> [Exercise goal] Quote everything from the line containing "I need the bounding box for the plastic" down to the line containing "0,0 -> 74,120", both included, repeating each line exactly.

> [Dataset entries]

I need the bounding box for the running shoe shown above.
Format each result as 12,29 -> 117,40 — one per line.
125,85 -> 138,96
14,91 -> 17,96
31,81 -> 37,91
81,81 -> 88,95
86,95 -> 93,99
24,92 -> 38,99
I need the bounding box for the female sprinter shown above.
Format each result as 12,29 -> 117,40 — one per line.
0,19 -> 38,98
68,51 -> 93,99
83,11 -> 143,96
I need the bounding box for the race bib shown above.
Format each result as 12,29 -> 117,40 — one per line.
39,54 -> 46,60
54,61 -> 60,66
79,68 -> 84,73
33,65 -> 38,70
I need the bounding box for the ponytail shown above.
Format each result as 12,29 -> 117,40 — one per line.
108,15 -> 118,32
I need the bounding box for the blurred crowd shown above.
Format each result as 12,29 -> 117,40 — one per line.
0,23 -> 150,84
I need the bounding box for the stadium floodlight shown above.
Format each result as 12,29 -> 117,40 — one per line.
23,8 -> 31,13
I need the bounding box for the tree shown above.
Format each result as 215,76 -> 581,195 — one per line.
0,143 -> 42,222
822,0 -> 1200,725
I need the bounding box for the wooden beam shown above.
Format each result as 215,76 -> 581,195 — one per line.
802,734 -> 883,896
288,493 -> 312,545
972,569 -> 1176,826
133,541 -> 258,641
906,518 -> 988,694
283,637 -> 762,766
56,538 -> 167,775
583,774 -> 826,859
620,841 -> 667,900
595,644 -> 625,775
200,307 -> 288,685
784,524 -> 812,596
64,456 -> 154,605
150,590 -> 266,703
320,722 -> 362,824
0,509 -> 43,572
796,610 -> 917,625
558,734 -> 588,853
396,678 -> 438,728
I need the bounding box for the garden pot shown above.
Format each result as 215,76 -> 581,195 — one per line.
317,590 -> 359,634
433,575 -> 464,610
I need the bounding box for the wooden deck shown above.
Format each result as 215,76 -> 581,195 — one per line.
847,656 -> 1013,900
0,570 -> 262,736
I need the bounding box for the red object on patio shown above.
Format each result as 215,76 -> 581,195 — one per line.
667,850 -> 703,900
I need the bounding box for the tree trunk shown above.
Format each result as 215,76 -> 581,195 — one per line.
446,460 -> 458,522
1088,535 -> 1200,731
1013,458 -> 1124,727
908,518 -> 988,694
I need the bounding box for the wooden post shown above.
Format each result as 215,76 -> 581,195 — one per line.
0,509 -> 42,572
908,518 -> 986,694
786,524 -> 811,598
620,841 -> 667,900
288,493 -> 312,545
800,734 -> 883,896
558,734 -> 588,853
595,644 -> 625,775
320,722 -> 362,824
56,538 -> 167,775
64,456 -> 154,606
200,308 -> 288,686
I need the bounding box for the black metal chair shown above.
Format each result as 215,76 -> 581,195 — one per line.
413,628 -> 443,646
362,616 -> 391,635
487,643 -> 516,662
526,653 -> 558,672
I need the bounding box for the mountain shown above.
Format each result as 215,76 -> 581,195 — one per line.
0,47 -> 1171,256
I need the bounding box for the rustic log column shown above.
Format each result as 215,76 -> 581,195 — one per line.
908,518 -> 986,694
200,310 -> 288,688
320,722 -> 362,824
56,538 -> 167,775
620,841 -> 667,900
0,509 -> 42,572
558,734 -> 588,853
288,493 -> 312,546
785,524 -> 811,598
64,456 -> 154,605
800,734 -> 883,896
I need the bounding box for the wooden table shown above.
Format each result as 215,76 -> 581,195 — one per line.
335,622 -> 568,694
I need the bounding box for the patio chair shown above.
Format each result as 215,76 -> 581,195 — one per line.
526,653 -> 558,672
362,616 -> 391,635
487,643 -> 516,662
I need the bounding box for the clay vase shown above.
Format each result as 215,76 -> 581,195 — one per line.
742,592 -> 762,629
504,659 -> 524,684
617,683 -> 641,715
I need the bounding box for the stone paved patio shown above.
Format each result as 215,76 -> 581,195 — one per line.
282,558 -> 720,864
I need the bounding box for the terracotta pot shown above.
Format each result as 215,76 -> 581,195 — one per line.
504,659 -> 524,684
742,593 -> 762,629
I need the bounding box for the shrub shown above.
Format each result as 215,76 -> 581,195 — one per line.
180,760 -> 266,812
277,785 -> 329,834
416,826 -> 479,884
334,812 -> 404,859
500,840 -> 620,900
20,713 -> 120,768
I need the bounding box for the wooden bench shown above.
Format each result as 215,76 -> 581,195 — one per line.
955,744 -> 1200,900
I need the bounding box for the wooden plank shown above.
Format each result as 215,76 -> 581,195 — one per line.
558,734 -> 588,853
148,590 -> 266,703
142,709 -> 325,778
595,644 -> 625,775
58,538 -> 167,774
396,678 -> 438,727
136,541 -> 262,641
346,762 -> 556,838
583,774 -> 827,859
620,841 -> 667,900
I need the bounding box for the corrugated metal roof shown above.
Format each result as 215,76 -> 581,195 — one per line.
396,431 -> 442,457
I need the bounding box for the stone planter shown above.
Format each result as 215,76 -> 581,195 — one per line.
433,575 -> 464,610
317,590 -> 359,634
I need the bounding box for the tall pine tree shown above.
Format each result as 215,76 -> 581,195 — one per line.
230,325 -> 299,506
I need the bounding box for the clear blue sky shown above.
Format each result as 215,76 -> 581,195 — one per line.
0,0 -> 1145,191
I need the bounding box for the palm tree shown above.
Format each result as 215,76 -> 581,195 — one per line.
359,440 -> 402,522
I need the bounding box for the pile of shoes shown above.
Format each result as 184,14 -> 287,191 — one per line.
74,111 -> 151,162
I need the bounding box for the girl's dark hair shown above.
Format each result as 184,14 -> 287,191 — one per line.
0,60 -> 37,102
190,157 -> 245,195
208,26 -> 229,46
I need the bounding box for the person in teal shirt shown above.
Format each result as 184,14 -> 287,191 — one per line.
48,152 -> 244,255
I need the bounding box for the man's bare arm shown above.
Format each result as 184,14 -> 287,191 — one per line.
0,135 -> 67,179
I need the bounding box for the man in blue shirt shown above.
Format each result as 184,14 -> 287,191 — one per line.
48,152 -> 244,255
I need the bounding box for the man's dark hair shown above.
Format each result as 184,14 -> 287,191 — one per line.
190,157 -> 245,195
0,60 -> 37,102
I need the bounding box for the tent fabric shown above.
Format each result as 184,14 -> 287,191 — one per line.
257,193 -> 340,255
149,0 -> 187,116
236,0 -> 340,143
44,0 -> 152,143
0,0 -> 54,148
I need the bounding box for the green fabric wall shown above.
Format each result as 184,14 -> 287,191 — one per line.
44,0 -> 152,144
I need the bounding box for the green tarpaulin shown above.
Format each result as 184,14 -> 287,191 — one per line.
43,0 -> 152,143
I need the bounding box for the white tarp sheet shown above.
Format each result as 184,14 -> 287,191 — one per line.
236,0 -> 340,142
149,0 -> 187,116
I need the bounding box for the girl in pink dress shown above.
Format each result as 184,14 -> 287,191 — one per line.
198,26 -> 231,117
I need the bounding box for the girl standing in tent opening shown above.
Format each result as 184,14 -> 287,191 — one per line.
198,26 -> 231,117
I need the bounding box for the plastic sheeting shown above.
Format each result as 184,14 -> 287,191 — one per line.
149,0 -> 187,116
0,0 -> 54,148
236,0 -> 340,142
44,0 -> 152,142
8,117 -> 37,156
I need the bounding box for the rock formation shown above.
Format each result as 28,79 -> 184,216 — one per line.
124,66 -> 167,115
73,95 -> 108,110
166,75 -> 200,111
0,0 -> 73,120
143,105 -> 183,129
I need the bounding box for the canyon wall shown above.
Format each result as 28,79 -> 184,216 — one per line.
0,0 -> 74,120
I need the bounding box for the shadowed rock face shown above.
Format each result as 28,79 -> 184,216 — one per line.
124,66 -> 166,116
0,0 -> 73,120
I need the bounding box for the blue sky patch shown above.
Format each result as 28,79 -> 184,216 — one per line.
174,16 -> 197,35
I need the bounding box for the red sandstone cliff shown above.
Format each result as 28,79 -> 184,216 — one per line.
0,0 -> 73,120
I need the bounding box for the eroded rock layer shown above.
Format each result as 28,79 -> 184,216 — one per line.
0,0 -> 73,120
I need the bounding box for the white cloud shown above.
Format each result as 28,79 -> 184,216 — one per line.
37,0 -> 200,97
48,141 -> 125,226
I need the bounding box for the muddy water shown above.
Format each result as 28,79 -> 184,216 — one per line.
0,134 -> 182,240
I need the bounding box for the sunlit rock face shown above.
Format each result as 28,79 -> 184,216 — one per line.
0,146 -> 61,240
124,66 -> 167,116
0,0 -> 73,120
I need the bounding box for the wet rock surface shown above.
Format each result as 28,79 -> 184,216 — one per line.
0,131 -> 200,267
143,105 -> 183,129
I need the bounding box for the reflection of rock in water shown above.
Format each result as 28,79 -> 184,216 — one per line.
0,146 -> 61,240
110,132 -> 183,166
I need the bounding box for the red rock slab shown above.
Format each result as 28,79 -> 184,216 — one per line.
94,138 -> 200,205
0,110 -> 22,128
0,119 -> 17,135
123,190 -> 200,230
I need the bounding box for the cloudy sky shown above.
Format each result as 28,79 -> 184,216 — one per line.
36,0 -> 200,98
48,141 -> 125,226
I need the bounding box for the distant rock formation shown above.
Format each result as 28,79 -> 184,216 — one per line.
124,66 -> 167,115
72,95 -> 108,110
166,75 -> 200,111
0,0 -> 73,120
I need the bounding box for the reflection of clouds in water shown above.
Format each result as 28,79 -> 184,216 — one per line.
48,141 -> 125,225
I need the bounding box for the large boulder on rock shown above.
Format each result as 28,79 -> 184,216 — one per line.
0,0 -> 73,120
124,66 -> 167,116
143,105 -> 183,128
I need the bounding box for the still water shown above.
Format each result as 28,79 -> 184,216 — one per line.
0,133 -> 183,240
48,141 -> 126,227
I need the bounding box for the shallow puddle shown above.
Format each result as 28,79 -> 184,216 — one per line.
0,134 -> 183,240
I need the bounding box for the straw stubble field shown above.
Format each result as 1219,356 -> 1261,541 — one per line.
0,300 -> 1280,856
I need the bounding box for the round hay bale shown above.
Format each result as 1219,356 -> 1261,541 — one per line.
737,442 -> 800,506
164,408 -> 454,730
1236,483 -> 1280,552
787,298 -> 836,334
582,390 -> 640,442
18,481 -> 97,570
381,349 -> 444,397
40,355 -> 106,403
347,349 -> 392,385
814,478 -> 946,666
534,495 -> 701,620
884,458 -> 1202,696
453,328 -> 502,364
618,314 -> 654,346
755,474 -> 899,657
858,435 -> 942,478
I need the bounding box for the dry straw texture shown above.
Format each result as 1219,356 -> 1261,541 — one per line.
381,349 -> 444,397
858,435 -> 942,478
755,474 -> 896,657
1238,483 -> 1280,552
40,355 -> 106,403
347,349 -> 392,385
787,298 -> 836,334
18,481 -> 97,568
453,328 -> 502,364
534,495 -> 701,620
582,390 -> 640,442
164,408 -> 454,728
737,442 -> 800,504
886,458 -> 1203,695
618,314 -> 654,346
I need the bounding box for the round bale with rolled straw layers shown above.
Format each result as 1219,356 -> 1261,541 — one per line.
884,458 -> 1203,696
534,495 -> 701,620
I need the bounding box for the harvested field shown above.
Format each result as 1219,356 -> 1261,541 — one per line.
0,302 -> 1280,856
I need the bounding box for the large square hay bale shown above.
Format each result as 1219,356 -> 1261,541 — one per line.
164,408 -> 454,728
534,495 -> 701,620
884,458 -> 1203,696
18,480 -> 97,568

> [Output of the task]
I need the bounding box for the plastic sheeting shown above.
Format each result as 184,14 -> 287,191 — one per line.
149,0 -> 187,116
0,0 -> 54,148
236,0 -> 340,142
44,0 -> 152,142
8,117 -> 37,156
I need the bounding box for the rock formation shown above.
Format each result as 28,79 -> 184,216 — one per line.
124,66 -> 167,115
73,95 -> 108,110
166,75 -> 200,111
0,0 -> 73,120
143,105 -> 183,129
I need the bounding box for the canyon wall shown above.
Format each result as 28,79 -> 184,216 — one per line.
0,0 -> 74,120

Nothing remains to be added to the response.